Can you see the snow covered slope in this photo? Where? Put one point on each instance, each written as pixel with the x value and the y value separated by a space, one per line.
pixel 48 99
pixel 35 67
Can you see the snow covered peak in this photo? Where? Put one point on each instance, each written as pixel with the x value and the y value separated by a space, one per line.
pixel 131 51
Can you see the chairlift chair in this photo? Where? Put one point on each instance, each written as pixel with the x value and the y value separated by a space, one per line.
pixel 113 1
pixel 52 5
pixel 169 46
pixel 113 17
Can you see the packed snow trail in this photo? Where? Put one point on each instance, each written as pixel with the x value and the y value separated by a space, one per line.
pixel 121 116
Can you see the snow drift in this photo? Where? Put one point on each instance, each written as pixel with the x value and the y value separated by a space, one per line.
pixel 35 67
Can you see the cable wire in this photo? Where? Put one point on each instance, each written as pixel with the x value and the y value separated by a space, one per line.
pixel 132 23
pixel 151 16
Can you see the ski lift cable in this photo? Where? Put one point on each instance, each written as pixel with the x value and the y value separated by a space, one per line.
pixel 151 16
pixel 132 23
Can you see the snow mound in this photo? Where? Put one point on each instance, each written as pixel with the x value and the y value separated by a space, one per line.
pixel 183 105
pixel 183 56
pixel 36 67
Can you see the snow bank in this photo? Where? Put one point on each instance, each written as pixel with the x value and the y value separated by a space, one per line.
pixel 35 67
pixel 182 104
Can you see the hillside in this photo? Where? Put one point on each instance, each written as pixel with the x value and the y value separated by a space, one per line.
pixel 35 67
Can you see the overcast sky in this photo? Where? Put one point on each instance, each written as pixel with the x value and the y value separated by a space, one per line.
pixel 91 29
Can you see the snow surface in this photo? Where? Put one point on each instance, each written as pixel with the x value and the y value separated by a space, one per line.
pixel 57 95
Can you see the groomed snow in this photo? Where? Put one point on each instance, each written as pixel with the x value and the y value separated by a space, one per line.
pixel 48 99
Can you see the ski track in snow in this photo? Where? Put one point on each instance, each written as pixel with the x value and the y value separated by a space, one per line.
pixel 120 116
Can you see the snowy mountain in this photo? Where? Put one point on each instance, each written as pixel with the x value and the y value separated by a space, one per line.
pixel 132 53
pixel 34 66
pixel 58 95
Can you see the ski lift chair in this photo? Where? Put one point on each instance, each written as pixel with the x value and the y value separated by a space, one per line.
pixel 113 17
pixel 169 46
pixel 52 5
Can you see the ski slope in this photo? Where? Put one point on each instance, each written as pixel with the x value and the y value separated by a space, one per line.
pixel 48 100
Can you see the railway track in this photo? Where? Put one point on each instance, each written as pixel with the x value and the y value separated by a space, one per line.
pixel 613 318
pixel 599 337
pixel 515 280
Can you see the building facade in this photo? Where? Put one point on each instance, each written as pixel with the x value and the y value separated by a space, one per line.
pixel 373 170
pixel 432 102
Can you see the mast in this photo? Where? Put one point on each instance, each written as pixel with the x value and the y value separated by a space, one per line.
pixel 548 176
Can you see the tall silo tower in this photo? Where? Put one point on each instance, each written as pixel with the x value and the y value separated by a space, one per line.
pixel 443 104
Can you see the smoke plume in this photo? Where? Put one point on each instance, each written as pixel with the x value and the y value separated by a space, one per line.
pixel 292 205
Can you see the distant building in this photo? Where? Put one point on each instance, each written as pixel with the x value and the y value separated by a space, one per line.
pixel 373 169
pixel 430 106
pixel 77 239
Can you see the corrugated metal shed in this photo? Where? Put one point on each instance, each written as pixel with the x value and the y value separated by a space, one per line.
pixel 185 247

* Task brief:
Copy out every one of the entries above word for word, from the first line to the last.

* Complete response:
Can you see the snow covered slope in this photo? Where? Put one point on each instance, each written as pixel with the x value and the y value separated by a space, one per line.
pixel 48 99
pixel 35 67
Can you see the snow covered peak in this photo? Where? Put one point on each instance, each written as pixel with the x value and the y value separated by a space, one per line.
pixel 131 51
Can you see the chairlift chair in this photo? Where? Put one point on each instance, each written as pixel with the x value and the y value separated by a space, one per line.
pixel 113 1
pixel 52 5
pixel 169 46
pixel 113 17
Can you see the packed snow trail in this photo? Where? Put one point on each instance, each written as pixel with the x value and the y value separated by a space, one per line.
pixel 121 116
Can you see the snow drift in this photo? Where? Put one point on each instance, each written as pixel with the x value and the y value separated by a space, one per line.
pixel 35 67
Can you see the cable wire in this photo? Where? Put one point on each instance, each written as pixel with the x value and the y value separated by a space, one per line.
pixel 132 23
pixel 151 16
Can you see the ski lift cable in this photo? Where? Put one point on each instance, each written as pixel with the x value and the y value separated by a space, one per line.
pixel 151 16
pixel 132 23
Can you see the snow mound in this photo? Where? Put one point on each instance, each written as pixel with the x value and the y value separated by a space, one per line.
pixel 183 105
pixel 183 56
pixel 36 67
Can you see the snow bank in this photo? Where? Put one point on each instance, each written as pixel with the x value and the y value separated by a space, one per line.
pixel 35 67
pixel 182 104
Can you see the hillside in this photo? Where? Put one point on each instance, each written as pixel with the x value and the y value separated by a space, one per line.
pixel 35 67
Can you see the overcast sky in this photo? Where? Put one point on each instance, each written as pixel with the x value and the y value separated by a space, one per line.
pixel 91 29
Can you see the snow surface in this photo? Where? Put one point on each instance, each written as pixel with the x value and the y value separated by a space, one per line.
pixel 57 95
Can you see the groomed snow in this photo? Where? Put one point on each instance, each written as pixel with the x value and the y value separated by a space, one per line.
pixel 48 99
Can you see the ski track in snow in this photo? Where? Put one point on each instance, each written as pixel with the x value and the y value separated by a space, one per line.
pixel 120 116
Can you see the snowy mountain in this photo? Where? Put one point on each instance, each written as pixel with the x value and the y value separated by a space, one per line.
pixel 132 53
pixel 34 66
pixel 58 95
Can you see the ski lift chair in this photo? Where? Put one point on each instance, each written as pixel with the x value and the y value separated by a space, one per line.
pixel 113 17
pixel 169 46
pixel 52 5
Can you see the ski slope in this photo? Where? Put one point on each instance, each written as pixel with the x value and the y value separated by a space, one per line.
pixel 48 100
Can you see the railway track in this photo? Where? Put one point on each instance, each written as pixel with the x value and the y value separated by a space, one per line.
pixel 613 318
pixel 599 337
pixel 515 280
Can you see the building facade in this photo? Where? Put one point on each instance, each written as pixel with the x value and the y value separated by a space, one per line.
pixel 373 170
pixel 432 102
Can you see the mast in this photo? Where? Put one point on each instance, each written as pixel with the x value and the y value separated by a space, one per line.
pixel 548 176
Can you see the tall silo tower in this photo? Where? Put one point on each instance, each written as pixel with the x value and the y value separated by a space, one per line.
pixel 443 104
Can you see the smoke plume in this photo? Where? Put one point on each instance, each written as pixel with the x value and the y value separated by a space, one per line.
pixel 292 205
Can you see the distant building in this photo? Where? Put one point on each instance, each written as pixel with the x value and the y value separated by a space, one per line.
pixel 373 169
pixel 430 106
pixel 77 239
Can you see the corrugated metal shed in this photo? Where? Put one point on each instance, each written as pixel with the x value and the y value separated by a space, one per line.
pixel 185 247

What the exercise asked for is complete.